Work instructions
Can you quote the records below in full, word for word?

[BEGIN Exercise inputs]

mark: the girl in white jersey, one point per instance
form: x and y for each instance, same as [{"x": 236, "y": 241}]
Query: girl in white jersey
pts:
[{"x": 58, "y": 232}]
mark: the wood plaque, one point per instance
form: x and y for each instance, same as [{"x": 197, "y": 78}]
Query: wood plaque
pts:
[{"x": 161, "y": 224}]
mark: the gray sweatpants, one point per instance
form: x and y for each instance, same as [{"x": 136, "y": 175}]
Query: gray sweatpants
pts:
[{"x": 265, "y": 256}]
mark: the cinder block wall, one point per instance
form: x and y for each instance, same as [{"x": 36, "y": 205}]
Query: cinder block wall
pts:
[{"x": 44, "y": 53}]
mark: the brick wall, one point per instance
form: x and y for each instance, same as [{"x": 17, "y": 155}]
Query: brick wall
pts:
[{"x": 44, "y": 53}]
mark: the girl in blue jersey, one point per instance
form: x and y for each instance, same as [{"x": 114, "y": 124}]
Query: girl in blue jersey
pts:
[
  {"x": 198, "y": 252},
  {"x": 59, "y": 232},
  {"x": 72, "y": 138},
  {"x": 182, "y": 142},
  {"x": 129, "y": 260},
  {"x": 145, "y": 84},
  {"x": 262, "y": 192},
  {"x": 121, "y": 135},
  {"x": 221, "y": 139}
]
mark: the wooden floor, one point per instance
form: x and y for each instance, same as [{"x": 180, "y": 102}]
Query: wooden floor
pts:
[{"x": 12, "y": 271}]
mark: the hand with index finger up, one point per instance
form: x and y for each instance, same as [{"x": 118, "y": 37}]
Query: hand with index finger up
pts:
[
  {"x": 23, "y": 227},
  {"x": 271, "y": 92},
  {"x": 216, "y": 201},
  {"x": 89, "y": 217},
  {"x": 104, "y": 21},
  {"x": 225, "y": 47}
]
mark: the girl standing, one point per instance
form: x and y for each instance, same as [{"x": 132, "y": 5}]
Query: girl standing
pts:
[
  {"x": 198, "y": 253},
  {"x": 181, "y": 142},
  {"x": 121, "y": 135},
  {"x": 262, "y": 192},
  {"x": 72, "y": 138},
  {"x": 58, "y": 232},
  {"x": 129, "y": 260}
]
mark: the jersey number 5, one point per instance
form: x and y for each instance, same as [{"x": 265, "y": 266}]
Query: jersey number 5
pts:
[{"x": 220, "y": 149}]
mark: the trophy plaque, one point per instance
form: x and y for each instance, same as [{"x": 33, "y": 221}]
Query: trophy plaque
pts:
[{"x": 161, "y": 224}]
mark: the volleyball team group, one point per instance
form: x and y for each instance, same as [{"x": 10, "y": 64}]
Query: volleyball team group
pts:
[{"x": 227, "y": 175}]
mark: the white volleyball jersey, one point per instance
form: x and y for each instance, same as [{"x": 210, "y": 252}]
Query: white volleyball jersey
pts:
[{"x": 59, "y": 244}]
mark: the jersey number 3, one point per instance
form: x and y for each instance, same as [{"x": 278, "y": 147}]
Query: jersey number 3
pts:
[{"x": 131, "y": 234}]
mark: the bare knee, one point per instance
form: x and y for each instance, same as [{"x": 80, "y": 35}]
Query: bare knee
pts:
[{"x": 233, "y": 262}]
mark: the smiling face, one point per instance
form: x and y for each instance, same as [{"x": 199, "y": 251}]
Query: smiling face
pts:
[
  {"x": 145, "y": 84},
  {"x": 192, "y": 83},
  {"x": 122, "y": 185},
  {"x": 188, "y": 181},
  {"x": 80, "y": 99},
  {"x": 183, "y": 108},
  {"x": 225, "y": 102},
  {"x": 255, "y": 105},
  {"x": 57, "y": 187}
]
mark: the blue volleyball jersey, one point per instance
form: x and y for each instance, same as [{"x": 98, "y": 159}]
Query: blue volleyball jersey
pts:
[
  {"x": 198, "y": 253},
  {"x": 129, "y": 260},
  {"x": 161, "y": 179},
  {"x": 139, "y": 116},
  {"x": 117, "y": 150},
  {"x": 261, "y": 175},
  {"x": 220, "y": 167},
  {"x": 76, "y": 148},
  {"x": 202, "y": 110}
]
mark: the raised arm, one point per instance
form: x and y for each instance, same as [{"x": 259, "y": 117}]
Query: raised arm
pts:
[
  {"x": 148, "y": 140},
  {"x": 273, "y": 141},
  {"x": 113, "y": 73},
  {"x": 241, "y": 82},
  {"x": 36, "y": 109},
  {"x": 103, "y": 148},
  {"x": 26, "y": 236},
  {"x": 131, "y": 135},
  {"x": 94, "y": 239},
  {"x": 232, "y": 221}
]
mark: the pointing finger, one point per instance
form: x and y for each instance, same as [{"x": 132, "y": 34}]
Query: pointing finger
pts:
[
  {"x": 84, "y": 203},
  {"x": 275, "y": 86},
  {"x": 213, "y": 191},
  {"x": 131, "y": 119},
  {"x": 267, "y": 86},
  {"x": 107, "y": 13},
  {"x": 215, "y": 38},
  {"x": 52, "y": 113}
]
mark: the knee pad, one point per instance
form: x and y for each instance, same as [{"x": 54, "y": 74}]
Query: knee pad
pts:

[END Exercise inputs]

Expected output
mark: the girl in white jersey, one point per instance
form: x and y for each instance, same as [{"x": 236, "y": 241}]
Query: girl in white jersey
pts:
[{"x": 58, "y": 232}]
mark: the wood plaque, one point per instance
form: x and y for each instance, same as [{"x": 197, "y": 78}]
Query: wood plaque
pts:
[{"x": 161, "y": 224}]
mark: the gray sweatpants, one point per instance
form: x and y for each instance, same as [{"x": 136, "y": 175}]
Query: gray sweatpants
pts:
[{"x": 265, "y": 256}]
mark: the cinder block wall, one point per instance
form: x and y for each instance, same as [{"x": 36, "y": 205}]
Query: cinder block wall
pts:
[{"x": 44, "y": 53}]
mark: the brick wall, one point per instance
form: x and y for each instance, same as [{"x": 17, "y": 155}]
Query: brick wall
pts:
[{"x": 44, "y": 53}]
mark: the girl in blue jersey, one point per instance
form: x and y for each instance, same as [{"x": 114, "y": 124}]
Query: girl in blue jersey
pts:
[
  {"x": 198, "y": 252},
  {"x": 59, "y": 232},
  {"x": 72, "y": 138},
  {"x": 182, "y": 142},
  {"x": 129, "y": 260},
  {"x": 145, "y": 84},
  {"x": 262, "y": 192},
  {"x": 121, "y": 135},
  {"x": 221, "y": 139}
]
mark: the wooden floor, one point per instance
form: x and y for each instance, same as [{"x": 180, "y": 102}]
Query: wooden floor
pts:
[{"x": 12, "y": 271}]
mark: the hand with index finger up, one point per instance
form: x and y for each instance, same as [{"x": 118, "y": 37}]
Query: hand with index finger up
pts:
[
  {"x": 23, "y": 227},
  {"x": 271, "y": 92},
  {"x": 216, "y": 201},
  {"x": 89, "y": 217},
  {"x": 104, "y": 21},
  {"x": 225, "y": 47}
]
mark: the girl standing, one point per instance
form: x and y for each instance, same as [{"x": 132, "y": 5}]
Query: girl standing
pts:
[
  {"x": 198, "y": 253},
  {"x": 181, "y": 142},
  {"x": 121, "y": 135},
  {"x": 262, "y": 192},
  {"x": 72, "y": 138},
  {"x": 58, "y": 232},
  {"x": 129, "y": 260}
]
mark: the jersey number 5, one point per instance
form: x and y for each instance, same as [{"x": 265, "y": 266}]
Query: jersey number 5
pts:
[{"x": 220, "y": 149}]
mark: the trophy plaque, one point per instance
form: x and y for each instance, same as [{"x": 33, "y": 221}]
Query: trophy plaque
pts:
[{"x": 161, "y": 224}]
mark: the volleyball team group, one point per instance
form: x and y for each instance, same as [{"x": 10, "y": 64}]
Query: volleyball team group
pts:
[{"x": 227, "y": 175}]
mark: the white volleyball jersey, one point per instance
form: x and y for each instance, same as [{"x": 210, "y": 252}]
Query: white volleyball jersey
pts:
[{"x": 59, "y": 244}]
mark: the jersey number 3, one point per instance
form: x and y for each instance, same as [{"x": 278, "y": 147}]
Query: jersey number 3
pts:
[{"x": 131, "y": 234}]
mark: the bare knee, one point per instance
form: x and y for each instance, same as [{"x": 80, "y": 35}]
Query: bare knee
pts:
[{"x": 233, "y": 262}]
mark: the smiling face, one point per instance
form: x and y for each instance, same as [{"x": 199, "y": 251}]
Query: smiling face
pts:
[
  {"x": 145, "y": 84},
  {"x": 192, "y": 83},
  {"x": 122, "y": 185},
  {"x": 188, "y": 181},
  {"x": 80, "y": 99},
  {"x": 183, "y": 108},
  {"x": 225, "y": 102},
  {"x": 255, "y": 105},
  {"x": 57, "y": 187}
]
mark: the blue volleyball jersey, one point per instance
form: x and y for each instance, same as [{"x": 98, "y": 159}]
Query: blue volleyball jersey
pts:
[
  {"x": 198, "y": 253},
  {"x": 129, "y": 260},
  {"x": 161, "y": 179},
  {"x": 139, "y": 116},
  {"x": 117, "y": 150},
  {"x": 261, "y": 175},
  {"x": 220, "y": 167},
  {"x": 76, "y": 148},
  {"x": 202, "y": 110}
]
mark: the raised arm, one point per instance
form: x and y for each instance, same as [{"x": 259, "y": 117}]
Query: raised arm
pts:
[
  {"x": 148, "y": 140},
  {"x": 273, "y": 141},
  {"x": 113, "y": 73},
  {"x": 241, "y": 82},
  {"x": 36, "y": 109},
  {"x": 103, "y": 148},
  {"x": 26, "y": 236},
  {"x": 131, "y": 135},
  {"x": 94, "y": 239},
  {"x": 232, "y": 221}
]
mark: the pointing finger, one point per instance
form: x and y for each instance, same as [{"x": 132, "y": 34}]
Query: pointing finger
pts:
[
  {"x": 84, "y": 203},
  {"x": 275, "y": 86},
  {"x": 213, "y": 191},
  {"x": 131, "y": 119},
  {"x": 267, "y": 86},
  {"x": 107, "y": 13},
  {"x": 215, "y": 38},
  {"x": 52, "y": 113}
]
mark: the knee pad, one point per instance
form: x and y for each instance, same as [{"x": 54, "y": 74}]
Query: knee pad
pts:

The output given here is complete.